___ DOCUMENT PASSAGE

Canada’s ailing cities wake up to decline

Alarming signs of neglect across the country’s main metropolitan centres are worrying businesses and politicians

The Financial Times

November 13th, 2004
By Dan Westell

Alarming signs of neglect across the country’s main metropolitan centres are worrying businesses and politicians

Toronto’s proud subway system, like much else in the city, is showing alarming signs of neglect. Many of the subway walls’ thick concrete slabs, each weighing tons, are damaged and need to be replaced.

But the Toronto Transit commission must make do with regular inspections, patching up the walls when serious problems develop. The commission estimates it would need CDollars 4bn (Dollars 3.3bn, Pounds 1.8bn, Euros 2.6bn) over the next decade just to maintain the existing system.

The capital shortfall is one small example of the financial crunch facing Canadian cities from Halifax to Vancouver. With tax collection left to the federal government and the provinces, Canadian cities - which generate most of the country’s wealth - have only limited means of raising revenue. As a result, urban infrastructure is deteriorating, services have been cut and garbage blows across cities once renowned for order and cleanliness.

The evidence is in the streets, says Anne Golden, president and chief executive of the Conference Board of Canada think-tank. Homelessness and open-air drug markets, severe pollution and traffic gridlock are all symptoms of the urban stress, she says. Some fear that unless the decline is reversed, Canada could become a backwater in a global economy where capital and talent flow to the most attractive urban environments.
Now, after years of lobbying by the cities, urban advocates and business groups and a decade or so of neglect, federal and provincial politicians are beginning to wake up. The Ontario and federal governments have promised to give the cities billions of dollars from petrol taxes, offer breaks on a federal sales tax and increase infrastructure and social housing spending.

“We’ve had more progress in the last 12 months than in the last 12 years,” says Dale Richmond, interim head of the Toronto Board of Trade. The board has pushed the business community’s case for more public money for the cities.

The problems are rooted in old legislation and new politics. Canadian cities were defined in the 19th century as subject to the provinces. To this day, the provinces still prevent the cities from collecting their own taxes, other than property taxes.

That practice effectively divorces the provinces’ spending from their engines of economic growth, says Glen Murray, former mayor of Winnipeg. Over a decade, revenue growth in the cities trailed rates of inflation. Indeed, the cities’ revenue has grown at about a fifth of the federal rate, while federal income and sales taxes have kept up with gross domestic product.

Property taxes had always been adequate for municipal needs when demands for services were limited. But now firefighting requires skyscraper-ready equipment and the TTC must provide information in 20 languages.

Ottawa and the provinces cut spending to deal with deficits, while passing on responsibilities. At the end of the chain, cities found themselves required to do more with less.

They slashed infrastructure spending as a start, and services were also cut. In Toronto, cuts in bus routes (and frequencies of buses and subway trains) have led to a drop of more than 10 per cent in ridership since 1990.

Businesses have become increasingly worried about the urban decline. Toronto-Dominion Bank, one of Canada’s largest banks, and various boards of trade began to agitate for a new deal.

Deteriorating cities would erode Canada’s competitiveness, they warned, as creative people, from artists to executives, would shun Canada as the cities declined.

According to the Toronto Board of Trade, Toronto residents and businesses pay up to CDollars 10bn more in annual federal and provincial taxes than they receive in services.

The loss of competitiveness is hard to document, and there is some data that contradicts the advocates’ argument. “There is no evidence to say they (Ontario cities) are less competitive (than US cities),” says Enid Slack, an economist who studied the issue last year for the Institute for Competitiveness and Prosperity.

But there is no dispute that Canada’s cities are ailing nationwide. The debate now is about how much money can be provided, and how quickly - and whether it will be enough to fix an estimated CDollars 60bn infrastructure shortfall.

______
___ SUPPLIED INFORMATION

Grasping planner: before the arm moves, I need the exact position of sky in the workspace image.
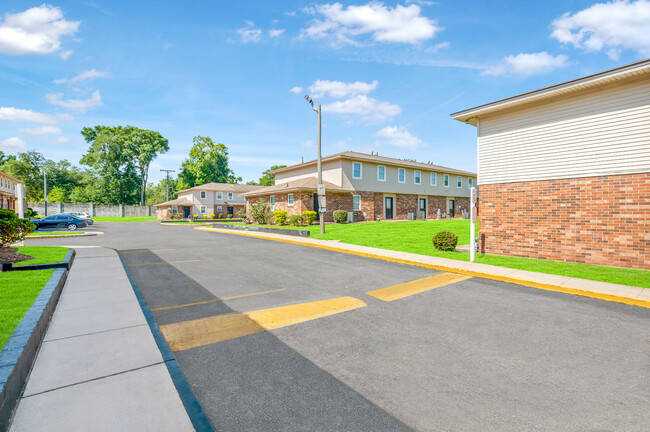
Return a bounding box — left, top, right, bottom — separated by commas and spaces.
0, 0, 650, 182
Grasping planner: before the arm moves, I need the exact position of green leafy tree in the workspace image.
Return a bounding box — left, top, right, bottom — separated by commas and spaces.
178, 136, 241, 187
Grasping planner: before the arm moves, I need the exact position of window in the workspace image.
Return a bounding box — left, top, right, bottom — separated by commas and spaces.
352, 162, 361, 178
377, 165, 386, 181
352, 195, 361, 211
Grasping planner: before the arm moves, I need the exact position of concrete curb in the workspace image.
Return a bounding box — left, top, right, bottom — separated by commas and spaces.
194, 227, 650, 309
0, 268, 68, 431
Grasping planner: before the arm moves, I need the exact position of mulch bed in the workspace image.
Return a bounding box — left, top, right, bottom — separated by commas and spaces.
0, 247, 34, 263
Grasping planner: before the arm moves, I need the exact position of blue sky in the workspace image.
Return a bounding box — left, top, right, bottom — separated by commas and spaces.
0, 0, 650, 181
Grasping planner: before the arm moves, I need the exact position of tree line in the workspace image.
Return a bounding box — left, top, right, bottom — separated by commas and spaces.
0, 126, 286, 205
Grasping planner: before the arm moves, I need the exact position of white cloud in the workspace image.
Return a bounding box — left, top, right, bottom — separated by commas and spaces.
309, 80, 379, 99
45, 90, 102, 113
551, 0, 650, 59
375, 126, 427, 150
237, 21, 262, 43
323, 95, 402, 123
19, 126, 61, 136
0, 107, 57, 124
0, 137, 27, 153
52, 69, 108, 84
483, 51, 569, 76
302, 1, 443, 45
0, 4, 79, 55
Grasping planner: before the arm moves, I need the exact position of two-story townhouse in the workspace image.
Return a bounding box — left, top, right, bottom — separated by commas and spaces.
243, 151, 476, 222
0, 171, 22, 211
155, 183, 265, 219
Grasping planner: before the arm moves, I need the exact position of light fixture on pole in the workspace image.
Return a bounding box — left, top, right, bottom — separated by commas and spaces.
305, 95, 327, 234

______

## EXERCISE DETAILS
Reproduce the passage of the article on Canada's cities from "Deteriorating cities would" up to and including "receive in services.".

## RESPONSE AREA
Deteriorating cities would erode Canada’s competitiveness, they warned, as creative people, from artists to executives, would shun Canada as the cities declined.

According to the Toronto Board of Trade, Toronto residents and businesses pay up to CDollars 10bn more in annual federal and provincial taxes than they receive in services.